- WORK TO BE COMPLETED:
Convert the lines starting at the one containing "Provide the precise" and ending at the one containing "positive clicks: (620, 69)" into a numbered list, leaving out any blank lines.

- ENTRIES SUPPLIED:
◆ ◆ ◆

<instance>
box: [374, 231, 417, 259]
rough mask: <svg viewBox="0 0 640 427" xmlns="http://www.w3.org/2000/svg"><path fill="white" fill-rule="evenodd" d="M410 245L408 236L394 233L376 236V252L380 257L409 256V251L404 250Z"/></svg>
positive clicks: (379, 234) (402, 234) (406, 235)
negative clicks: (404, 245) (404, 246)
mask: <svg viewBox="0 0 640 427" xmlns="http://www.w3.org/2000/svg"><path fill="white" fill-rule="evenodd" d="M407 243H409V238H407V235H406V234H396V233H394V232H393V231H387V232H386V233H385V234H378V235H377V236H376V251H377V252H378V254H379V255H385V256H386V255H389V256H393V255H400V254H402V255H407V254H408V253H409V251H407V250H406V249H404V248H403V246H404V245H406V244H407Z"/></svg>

◆ ◆ ◆

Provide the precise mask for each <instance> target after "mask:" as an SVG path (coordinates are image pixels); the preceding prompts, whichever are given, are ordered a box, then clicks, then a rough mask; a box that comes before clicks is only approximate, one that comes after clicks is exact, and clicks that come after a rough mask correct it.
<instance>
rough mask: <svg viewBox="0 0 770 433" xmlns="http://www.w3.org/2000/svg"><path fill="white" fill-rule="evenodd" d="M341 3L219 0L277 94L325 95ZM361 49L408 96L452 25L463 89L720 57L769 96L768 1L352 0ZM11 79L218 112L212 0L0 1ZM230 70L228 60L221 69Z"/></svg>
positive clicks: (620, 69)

◆ ◆ ◆

- TASK ANSWER:
1. Provide the precise mask for each <instance> target after "mask:" as an SVG path (coordinates are image pixels); the preceding prompts, whichever are given, are ordered a box, then clicks, then a rough mask; a box that comes before clicks is only approximate, one that comes after clicks is exact, and clicks that come after a rough mask correct it.
2. <instance>
3. rough mask: <svg viewBox="0 0 770 433" xmlns="http://www.w3.org/2000/svg"><path fill="white" fill-rule="evenodd" d="M341 3L219 0L277 94L325 95ZM361 49L408 96L452 25L463 89L720 57L769 96L768 1L352 0ZM11 79L218 112L212 0L0 1ZM230 70L228 60L221 69Z"/></svg>
4. positive clicks: (620, 69)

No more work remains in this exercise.